— Selected excerpt —
%%

Lectio Divina
“Let the world be silent in your presence, Lord, so that I may hear what the Lord God may say in my heart. Your words are so softly spoken that no one can hear them except in a deep silence. But to hear them lifts him who sits alone and in silence completely above his natural powers, because he who humbles himself will be lifted up. He who sits alone and listens will be raised above himself.”
-Guigo II
✙Latin term for “Divine Reading” sometimes called “sacred reading.”
✙An ancient monastic practice that employs a particular method of reading. It is a unique approach to reading that enables you to open up the time you spend with the written word so that your reading becomes a doorway to meditation, prayer, and contemplation.
✙Goes back to Origen in the 3rd century, Benedict & his order in the 6th, and Guigo II’s formal instructions in the 12th.
✙Powerful tool for opening up to the presence of God in your life, in your interaction with sacred Scripture. Opens you up to allow God to lead you where He chooses. You do not choose. Don’t seek to control but rather to yield. The text reads you, as they say.
✙Not mere intellectual exploration, but actually becoming intimate with God. Not studying God, but getting to know God.

%%

— Problem description —
Pick up the notes on Lectio Divina after their final line and keep going in the same style.

— Extracted entries —
%%

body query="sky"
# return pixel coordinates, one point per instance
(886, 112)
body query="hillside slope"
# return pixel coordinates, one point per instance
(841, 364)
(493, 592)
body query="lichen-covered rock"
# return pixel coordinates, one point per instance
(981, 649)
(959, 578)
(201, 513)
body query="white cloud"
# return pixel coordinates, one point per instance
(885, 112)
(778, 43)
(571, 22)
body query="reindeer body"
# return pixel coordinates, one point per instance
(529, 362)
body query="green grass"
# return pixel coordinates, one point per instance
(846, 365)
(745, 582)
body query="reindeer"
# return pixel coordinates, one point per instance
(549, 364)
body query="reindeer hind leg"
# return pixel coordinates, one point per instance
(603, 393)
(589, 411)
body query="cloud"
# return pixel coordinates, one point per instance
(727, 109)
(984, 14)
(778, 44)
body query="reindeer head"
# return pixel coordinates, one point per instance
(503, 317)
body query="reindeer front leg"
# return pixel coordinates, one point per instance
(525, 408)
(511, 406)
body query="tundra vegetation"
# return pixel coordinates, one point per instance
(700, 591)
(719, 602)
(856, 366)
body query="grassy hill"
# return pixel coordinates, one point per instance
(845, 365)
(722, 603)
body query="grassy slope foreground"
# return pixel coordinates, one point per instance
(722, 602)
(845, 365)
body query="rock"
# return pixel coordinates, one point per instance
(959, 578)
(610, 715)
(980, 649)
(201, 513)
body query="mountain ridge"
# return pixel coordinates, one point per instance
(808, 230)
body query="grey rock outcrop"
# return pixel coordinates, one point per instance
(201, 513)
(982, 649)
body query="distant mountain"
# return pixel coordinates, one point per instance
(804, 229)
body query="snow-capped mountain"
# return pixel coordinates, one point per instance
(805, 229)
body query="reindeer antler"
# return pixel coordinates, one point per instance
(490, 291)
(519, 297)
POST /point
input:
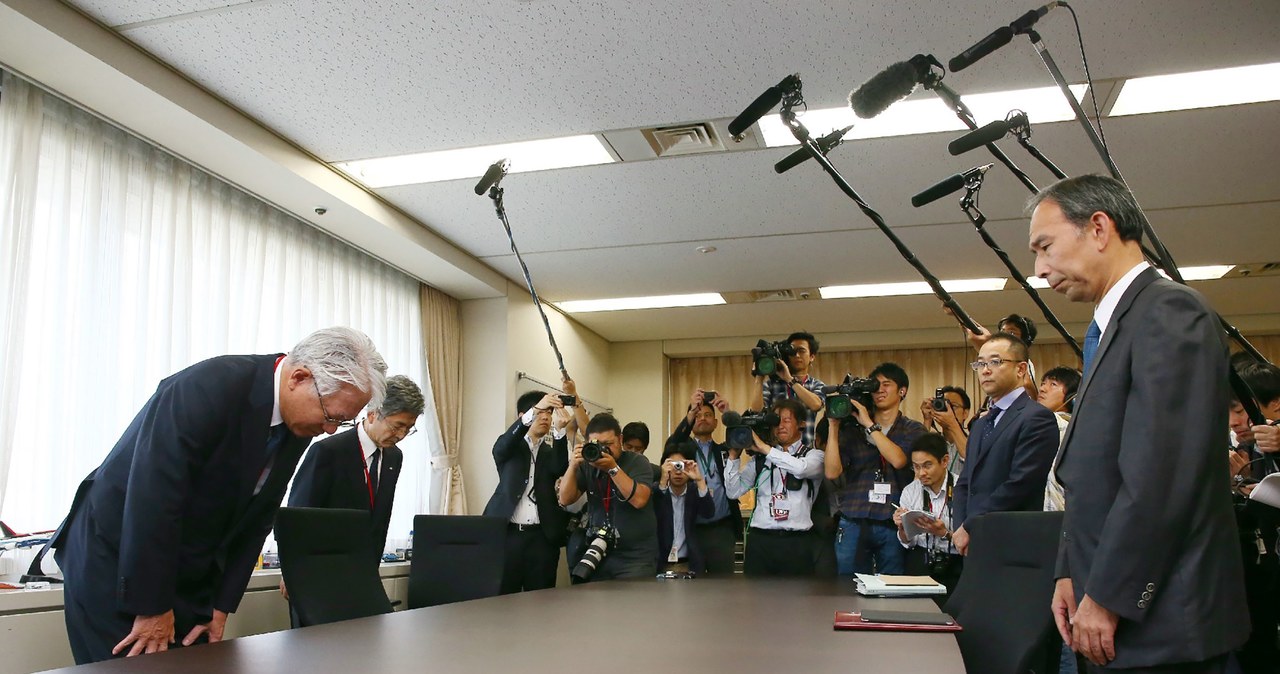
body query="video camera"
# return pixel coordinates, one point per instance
(766, 354)
(841, 395)
(737, 427)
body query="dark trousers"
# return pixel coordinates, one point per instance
(1214, 665)
(530, 563)
(778, 553)
(717, 541)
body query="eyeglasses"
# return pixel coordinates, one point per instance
(992, 363)
(341, 423)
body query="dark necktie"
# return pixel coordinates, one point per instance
(1091, 344)
(374, 471)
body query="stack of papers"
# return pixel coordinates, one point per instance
(897, 586)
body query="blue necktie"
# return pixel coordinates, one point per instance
(1091, 344)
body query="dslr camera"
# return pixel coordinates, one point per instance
(602, 540)
(766, 354)
(940, 402)
(592, 452)
(737, 427)
(841, 395)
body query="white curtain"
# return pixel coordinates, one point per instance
(120, 264)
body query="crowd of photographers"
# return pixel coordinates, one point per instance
(842, 480)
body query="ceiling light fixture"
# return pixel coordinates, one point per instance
(1203, 88)
(656, 302)
(910, 288)
(471, 161)
(928, 115)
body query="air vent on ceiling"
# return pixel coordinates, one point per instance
(785, 294)
(684, 140)
(1248, 271)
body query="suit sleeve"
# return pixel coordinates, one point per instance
(314, 481)
(1033, 453)
(177, 430)
(1174, 422)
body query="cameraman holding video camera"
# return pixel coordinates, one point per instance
(621, 532)
(784, 476)
(782, 372)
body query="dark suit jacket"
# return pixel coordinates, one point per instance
(685, 431)
(172, 516)
(1148, 531)
(1009, 470)
(511, 453)
(695, 507)
(333, 476)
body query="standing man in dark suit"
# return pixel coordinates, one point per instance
(163, 536)
(530, 457)
(718, 532)
(359, 468)
(1150, 574)
(1010, 448)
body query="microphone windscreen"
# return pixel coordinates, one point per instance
(885, 88)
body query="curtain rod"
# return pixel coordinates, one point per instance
(557, 389)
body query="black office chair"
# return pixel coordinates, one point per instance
(456, 558)
(1002, 599)
(327, 564)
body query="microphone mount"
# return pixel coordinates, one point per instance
(792, 99)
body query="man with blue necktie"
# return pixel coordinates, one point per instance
(1010, 448)
(1148, 571)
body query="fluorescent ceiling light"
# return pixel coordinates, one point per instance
(1189, 274)
(1205, 88)
(927, 115)
(472, 161)
(657, 302)
(912, 288)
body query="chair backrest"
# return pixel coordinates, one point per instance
(327, 567)
(1002, 599)
(456, 558)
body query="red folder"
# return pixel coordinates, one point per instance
(901, 622)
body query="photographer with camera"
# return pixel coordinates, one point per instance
(869, 472)
(947, 412)
(782, 374)
(676, 507)
(621, 532)
(782, 476)
(717, 533)
(529, 458)
(931, 553)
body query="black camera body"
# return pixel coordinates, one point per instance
(593, 452)
(839, 397)
(602, 540)
(940, 402)
(766, 354)
(737, 429)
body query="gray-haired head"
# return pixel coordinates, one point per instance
(402, 395)
(338, 356)
(1086, 195)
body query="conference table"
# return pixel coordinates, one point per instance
(707, 624)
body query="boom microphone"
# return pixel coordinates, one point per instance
(1000, 37)
(986, 134)
(826, 143)
(888, 86)
(494, 175)
(947, 186)
(760, 106)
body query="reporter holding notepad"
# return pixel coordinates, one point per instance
(931, 553)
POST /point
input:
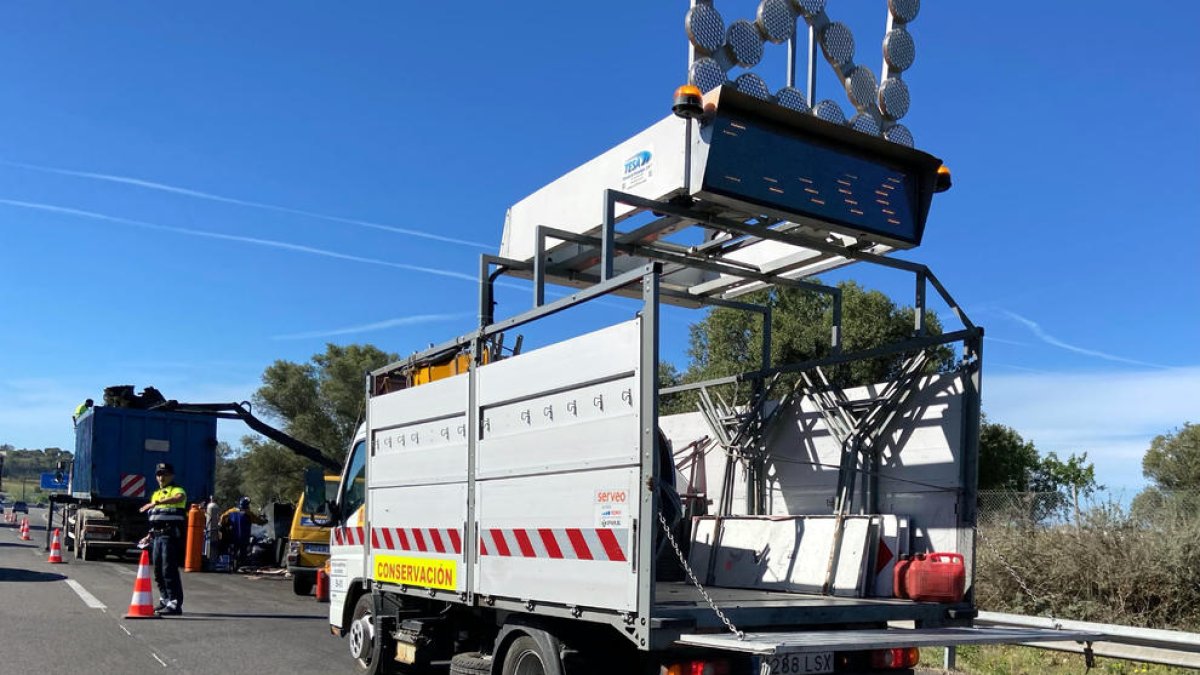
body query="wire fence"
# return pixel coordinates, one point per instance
(1107, 556)
(1050, 509)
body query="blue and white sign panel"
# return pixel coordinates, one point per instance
(49, 483)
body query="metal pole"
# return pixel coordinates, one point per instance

%%

— Answer to the task —
✙Before the printing press & modern ideas of scholarship, research, & academic pursuit of knowledge, those who wrestled with the words of Scripture did so to acquire a spiritual, rather than intellectual understanding of the text.
* It was not an exercise in “figuring out” Christianity, but rather a practice for encountering God through the medium of the written word. The goal of Lectio Divina is simply to create a space where God may encounter you via the sacred word.
✙The ancient spiritual practice of Lectio Divina suggests that, in terms of fostering intimacy with God, there are approaches far more valuable than mere study and analysis. That may stimulate the brain, but not transform the heart. Knowing about God more than knowing God.
✙People are meant to live in an ongoing conversation with God, speaking and being spoken to.
✙Some say it is even dangerous to have someone read the Bible without teaching them how to read it.
✙The Bible is best engaged in a spirit of silence, of meditation and reflection, and most important of all, in the context of prayer in order to realize its power to transform us. Silence is key.
✙That which is infinite cannot be put into a finite container.
✙A new way if reading- it does not change the Bible, but how we approach it. That is the secret of Lectio Divina’s power.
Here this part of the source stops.